*Task to carry out*: No pictures are to be included when the entries below are reproduced exactly.

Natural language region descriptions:
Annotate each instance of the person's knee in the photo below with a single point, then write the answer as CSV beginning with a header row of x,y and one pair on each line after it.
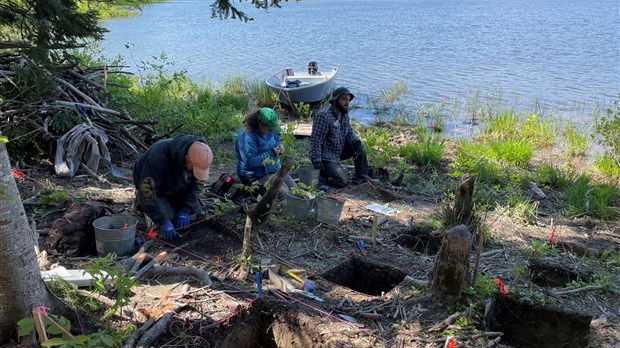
x,y
338,179
284,189
358,148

*Response to this exercise*:
Annotate each instance of the person's knee in the photo below with a single point, then write the answer as CSV beginning with a header row of x,y and one pair on each line after it.
x,y
338,179
284,189
358,148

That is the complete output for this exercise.